━━━━━ Extrait source

En cette période difficile, quelles sont les charges les plus lourdes pour une petite structure ?

Les charges sociales représentent en moyenne 40 % de la marge bénéficiaire d’une TPE. Il est indispensable que le titulaire réagisse, d’abord en adaptant ses propres revenus à la trésorerie de son entreprise, puis en coupant les dépenses accessoires. Pour réduire ses coûts, il pourra aussi baisser le stock de produits qu’il peine à écouler, comme la parapharmacie. Sinon il reste le licenciement… Les pharmaciens ont été beaucoup plus nombreux à réduire leur masse salariale en 2008.

Au-delà de la conjoncture économique, la pharmacie est à un tournant. Sur quoi, selon vous, devrait-elle miser ?

Comme toute petite structure, les pharmacies devraient absolument se mettre à Internet, notamment pour les produits qui ne sont pas sous monopole. Ceux qui tentent l’expérience augmentent systématiquement leur chiffre d’affaires, quelle que soit leur activité.

Une pharmacie doit-elle, pour se développer, intégrer une enseigne et chercher à atteindre une taille critique ?

━━━━━━━━━━
━━━━━ Données à analyser

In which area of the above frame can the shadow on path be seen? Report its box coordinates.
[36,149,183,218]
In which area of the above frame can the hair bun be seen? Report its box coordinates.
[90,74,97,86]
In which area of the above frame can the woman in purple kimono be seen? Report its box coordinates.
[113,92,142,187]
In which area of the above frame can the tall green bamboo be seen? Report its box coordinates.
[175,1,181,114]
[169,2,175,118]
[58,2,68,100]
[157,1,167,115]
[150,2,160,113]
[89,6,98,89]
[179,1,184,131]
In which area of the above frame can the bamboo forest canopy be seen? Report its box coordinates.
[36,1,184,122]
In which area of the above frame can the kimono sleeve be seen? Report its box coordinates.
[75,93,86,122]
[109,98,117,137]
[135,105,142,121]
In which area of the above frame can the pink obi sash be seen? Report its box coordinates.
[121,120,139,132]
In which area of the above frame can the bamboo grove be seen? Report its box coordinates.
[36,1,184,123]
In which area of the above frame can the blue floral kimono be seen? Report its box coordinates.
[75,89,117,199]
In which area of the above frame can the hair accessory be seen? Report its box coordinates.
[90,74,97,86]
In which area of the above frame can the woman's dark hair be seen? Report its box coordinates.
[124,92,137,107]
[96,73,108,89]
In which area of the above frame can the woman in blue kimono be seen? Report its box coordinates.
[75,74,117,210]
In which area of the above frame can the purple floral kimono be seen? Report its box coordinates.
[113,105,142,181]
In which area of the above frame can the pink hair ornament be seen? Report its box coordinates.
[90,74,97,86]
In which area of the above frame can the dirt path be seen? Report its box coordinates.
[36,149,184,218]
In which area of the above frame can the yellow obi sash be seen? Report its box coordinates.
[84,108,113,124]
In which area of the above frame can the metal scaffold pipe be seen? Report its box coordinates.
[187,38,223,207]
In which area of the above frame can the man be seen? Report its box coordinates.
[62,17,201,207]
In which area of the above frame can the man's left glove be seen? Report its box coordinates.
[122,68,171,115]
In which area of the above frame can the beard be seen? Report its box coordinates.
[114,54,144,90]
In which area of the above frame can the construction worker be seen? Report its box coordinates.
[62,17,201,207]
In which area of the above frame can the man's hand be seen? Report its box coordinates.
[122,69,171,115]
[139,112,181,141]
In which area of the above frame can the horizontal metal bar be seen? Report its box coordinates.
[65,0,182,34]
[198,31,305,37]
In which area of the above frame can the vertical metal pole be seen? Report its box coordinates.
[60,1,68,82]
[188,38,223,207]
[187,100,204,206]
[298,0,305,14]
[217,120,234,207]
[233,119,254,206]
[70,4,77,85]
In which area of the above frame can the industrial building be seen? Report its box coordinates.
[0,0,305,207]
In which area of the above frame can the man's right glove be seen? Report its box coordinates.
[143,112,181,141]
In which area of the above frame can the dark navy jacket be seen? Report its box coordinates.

━━━━━━━━━━

Tâche à réaliser: Recopiez, s'il vous plaît, le passage de l'extrait situé entre « En cette période » et « devrait-elle miser ? » inclus, en y changeant « la parapharmacie » en « l'homéopathie ».

Votre solution:
En cette période difficile, quelles sont les charges les plus lourdes pour une petite structure ?

Les charges sociales représentent en moyenne 40 % de la marge bénéficiaire d’une TPE. Il est indispensable que le titulaire réagisse, d’abord en adaptant ses propres revenus à la trésorerie de son entreprise, puis en coupant les dépenses accessoires. Pour réduire ses coûts, il pourra aussi baisser le stock de produits qu’il peine à écouler, comme l'homéopathie. Sinon il reste le licenciement… Les pharmaciens ont été beaucoup plus nombreux à réduire leur masse salariale en 2008.

Au-delà de la conjoncture économique, la pharmacie est à un tournant. Sur quoi, selon vous, devrait-elle miser ?